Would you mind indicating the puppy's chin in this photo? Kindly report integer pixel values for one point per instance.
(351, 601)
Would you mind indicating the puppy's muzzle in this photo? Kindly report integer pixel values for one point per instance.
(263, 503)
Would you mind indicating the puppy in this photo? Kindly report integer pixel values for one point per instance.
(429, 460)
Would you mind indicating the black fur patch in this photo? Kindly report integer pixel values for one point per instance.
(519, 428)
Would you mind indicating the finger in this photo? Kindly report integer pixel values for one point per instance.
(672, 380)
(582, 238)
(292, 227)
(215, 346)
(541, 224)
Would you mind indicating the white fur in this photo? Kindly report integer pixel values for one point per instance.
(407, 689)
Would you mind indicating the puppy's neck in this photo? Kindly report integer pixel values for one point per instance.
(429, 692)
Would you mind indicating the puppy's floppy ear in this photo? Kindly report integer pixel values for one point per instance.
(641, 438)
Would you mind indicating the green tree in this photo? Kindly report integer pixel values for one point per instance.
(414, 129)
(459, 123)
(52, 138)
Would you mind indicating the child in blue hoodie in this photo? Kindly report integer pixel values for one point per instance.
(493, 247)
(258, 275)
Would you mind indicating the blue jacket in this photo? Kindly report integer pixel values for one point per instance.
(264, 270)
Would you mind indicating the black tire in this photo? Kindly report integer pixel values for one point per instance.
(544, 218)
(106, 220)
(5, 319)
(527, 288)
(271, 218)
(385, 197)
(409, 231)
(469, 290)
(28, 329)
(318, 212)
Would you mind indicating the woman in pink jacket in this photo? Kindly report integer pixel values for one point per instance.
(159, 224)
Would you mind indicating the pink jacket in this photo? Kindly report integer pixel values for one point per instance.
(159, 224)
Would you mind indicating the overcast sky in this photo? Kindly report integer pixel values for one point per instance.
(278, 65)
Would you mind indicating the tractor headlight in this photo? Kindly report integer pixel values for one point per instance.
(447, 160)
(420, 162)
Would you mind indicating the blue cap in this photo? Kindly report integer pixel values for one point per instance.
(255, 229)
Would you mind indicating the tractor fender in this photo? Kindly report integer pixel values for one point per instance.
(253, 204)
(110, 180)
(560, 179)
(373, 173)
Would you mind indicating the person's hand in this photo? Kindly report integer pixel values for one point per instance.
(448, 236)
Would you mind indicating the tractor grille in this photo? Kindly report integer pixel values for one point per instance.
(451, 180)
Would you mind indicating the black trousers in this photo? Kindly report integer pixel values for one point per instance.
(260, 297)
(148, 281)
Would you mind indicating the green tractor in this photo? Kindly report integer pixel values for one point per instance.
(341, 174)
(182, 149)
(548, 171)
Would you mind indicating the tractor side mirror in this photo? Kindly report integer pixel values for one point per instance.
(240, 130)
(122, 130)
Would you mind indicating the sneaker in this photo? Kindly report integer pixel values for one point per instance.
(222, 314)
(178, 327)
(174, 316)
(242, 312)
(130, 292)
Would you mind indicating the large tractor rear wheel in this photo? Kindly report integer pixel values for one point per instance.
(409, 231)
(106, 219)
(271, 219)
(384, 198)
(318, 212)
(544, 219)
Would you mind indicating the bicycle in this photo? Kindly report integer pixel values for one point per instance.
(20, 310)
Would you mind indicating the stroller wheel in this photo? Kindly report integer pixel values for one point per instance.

*-*-*

◆ **TASK DIRECTIONS**:
Begin with the line that contains "Would you mind indicating the sneaker" and quote each line after it exactly, stopping after the last line of the data.

◆ **WRITTEN ANSWER**:
Would you mind indicating the sneaker in this photo? Kindly report integer pixel values for one point per instance.
(222, 314)
(178, 327)
(174, 316)
(242, 312)
(130, 292)
Would you mind indicating the large tractor rear wheel in this photo? Kindly report integer pixel values for one point per instance.
(409, 231)
(106, 219)
(271, 219)
(384, 198)
(318, 212)
(544, 219)
Would you mind indicating the bicycle in this photo? Kindly report integer pixel values for one point per instance.
(20, 310)
Would you mind indicating the stroller wheel in this photo? Kindly report integer pixel values for one point per instance.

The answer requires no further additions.